# [Exercise]
Put every line of the records below into a Markdown table with the columns Row and Line, numbering each line in order and skipping blank lines. Leave the pictures out of the table.

Dataset rows
## Begin
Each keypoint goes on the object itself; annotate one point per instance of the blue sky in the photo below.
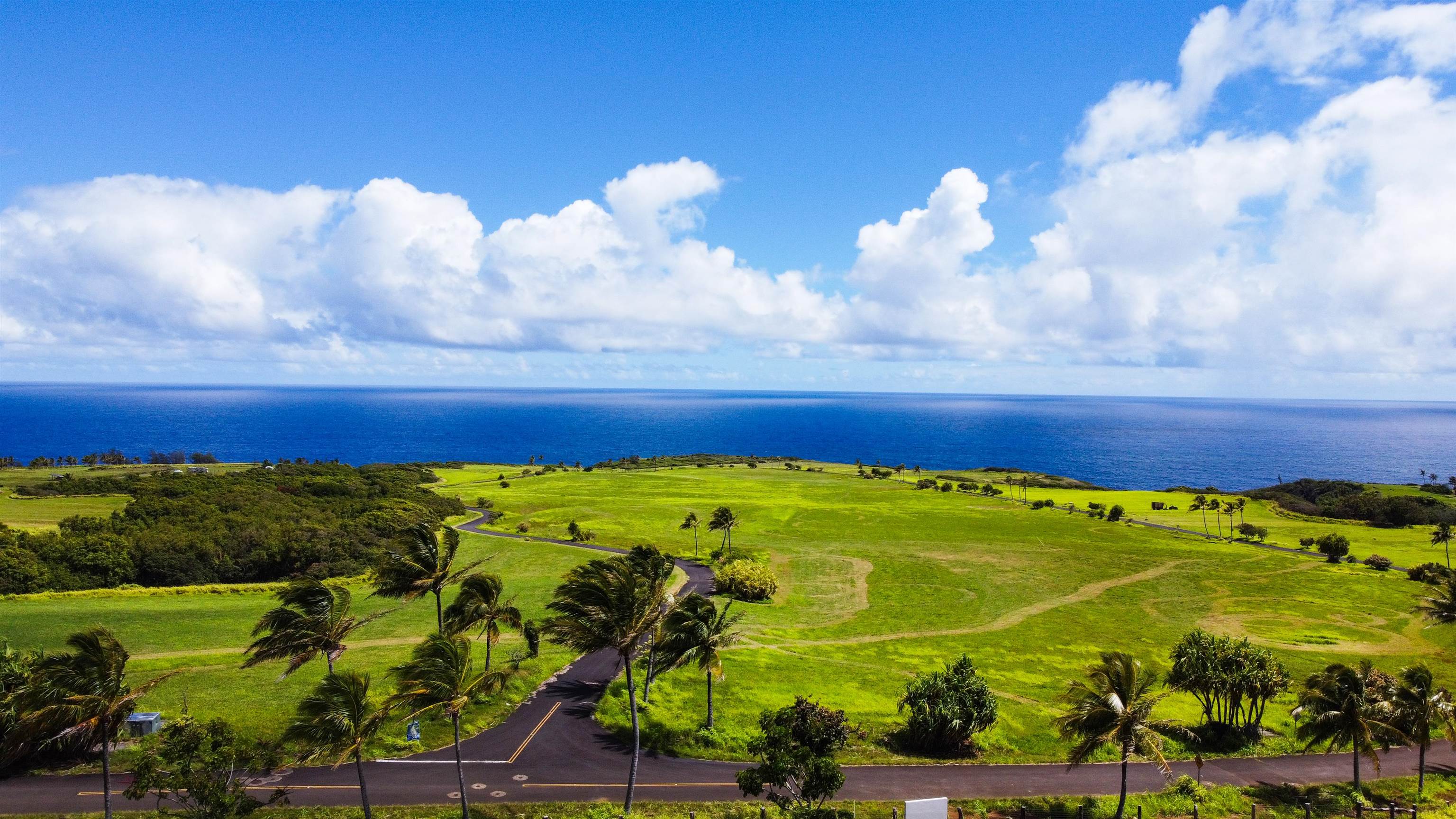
(814, 121)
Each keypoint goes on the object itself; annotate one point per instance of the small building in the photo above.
(145, 723)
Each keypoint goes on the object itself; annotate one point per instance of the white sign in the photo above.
(928, 808)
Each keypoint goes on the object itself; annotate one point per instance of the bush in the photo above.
(1379, 563)
(1432, 573)
(1333, 547)
(947, 709)
(746, 581)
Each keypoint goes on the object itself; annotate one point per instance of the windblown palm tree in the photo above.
(1442, 537)
(724, 521)
(692, 522)
(1116, 706)
(314, 620)
(1421, 707)
(653, 564)
(609, 605)
(83, 694)
(337, 720)
(1440, 607)
(421, 564)
(1200, 503)
(698, 633)
(1349, 706)
(440, 677)
(480, 605)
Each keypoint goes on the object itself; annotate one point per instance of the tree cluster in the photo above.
(1232, 680)
(255, 525)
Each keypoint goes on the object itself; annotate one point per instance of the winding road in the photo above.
(552, 749)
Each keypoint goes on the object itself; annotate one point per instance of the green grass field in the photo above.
(877, 582)
(201, 636)
(47, 512)
(880, 582)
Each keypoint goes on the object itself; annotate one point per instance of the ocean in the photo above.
(1116, 442)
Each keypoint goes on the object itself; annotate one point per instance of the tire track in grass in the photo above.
(1008, 620)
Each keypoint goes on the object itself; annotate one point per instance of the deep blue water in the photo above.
(1117, 442)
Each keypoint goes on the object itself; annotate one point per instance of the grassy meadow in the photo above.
(201, 636)
(878, 582)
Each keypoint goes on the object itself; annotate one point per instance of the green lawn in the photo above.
(878, 582)
(203, 636)
(46, 512)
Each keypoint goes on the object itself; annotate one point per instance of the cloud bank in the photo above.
(1326, 247)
## End
# [Solution to this exercise]
| Row | Line |
|---|---|
| 1 | Each keypoint goes on the object itself; annotate one point per instance of the blue sky in the photo below. |
| 2 | (814, 121) |
| 3 | Each keypoint goes on the object itself; annotate one point per instance of the small building in the photo above. |
| 4 | (145, 723) |
| 5 | Each keypoint goes on the object itself; annotate one point per instance of the white sign in the photo above. |
| 6 | (928, 808) |
| 7 | Each keypoint goes on the object itself; annotate one point per instance of the bush in the photo above. |
| 8 | (1379, 563) |
| 9 | (1432, 573) |
| 10 | (1333, 547) |
| 11 | (947, 709) |
| 12 | (746, 581) |
| 13 | Each keypoint goes on the object itself; annotate one point per instance of the windblown palm tree in the photo above. |
| 14 | (1442, 537) |
| 15 | (724, 521) |
| 16 | (692, 522) |
| 17 | (1116, 706) |
| 18 | (314, 620) |
| 19 | (1421, 707) |
| 20 | (653, 564) |
| 21 | (609, 605) |
| 22 | (83, 694) |
| 23 | (337, 720) |
| 24 | (1440, 607) |
| 25 | (421, 564) |
| 26 | (1200, 503) |
| 27 | (698, 633) |
| 28 | (1349, 706) |
| 29 | (440, 677) |
| 30 | (480, 605) |
| 31 | Each keypoint goes on the object itself; annotate one point per instance of the tree cluster in the photo above. |
| 32 | (1232, 680) |
| 33 | (255, 525) |
| 34 | Each keypoint goes on the object itself; annotate one point per instance of the winding road in the photo above. |
| 35 | (552, 749) |
| 36 | Each keypoint goes on the object itself; annotate one point per instance of the green grass field in the photo above. |
| 37 | (877, 582) |
| 38 | (201, 636) |
| 39 | (47, 512) |
| 40 | (880, 582) |
| 41 | Each keypoint goes on the object itself; annotate one point per instance of the ocean in the photo above. |
| 42 | (1116, 442) |
| 43 | Each keypoint goes on the object itself; annotate one point per instance of the tire track in grass in the photo above. |
| 44 | (1008, 620) |
| 45 | Each keypoint goes on the object itself; annotate one point per instance of the deep blue water in the photo above. |
| 46 | (1117, 442) |
| 47 | Each keypoint goes on the object itself; annotate one point per instance of the grassy meadow in the photo above. |
| 48 | (201, 636) |
| 49 | (878, 582) |
| 50 | Each keypoint goes on the object itself; annotate one point per instance of the green lawn in the photo above. |
| 51 | (878, 582) |
| 52 | (203, 636) |
| 53 | (46, 512) |
| 54 | Each keypoint goes on the object itself; annotate one point per instance of the cloud bank in the photo above. |
| 55 | (1326, 247) |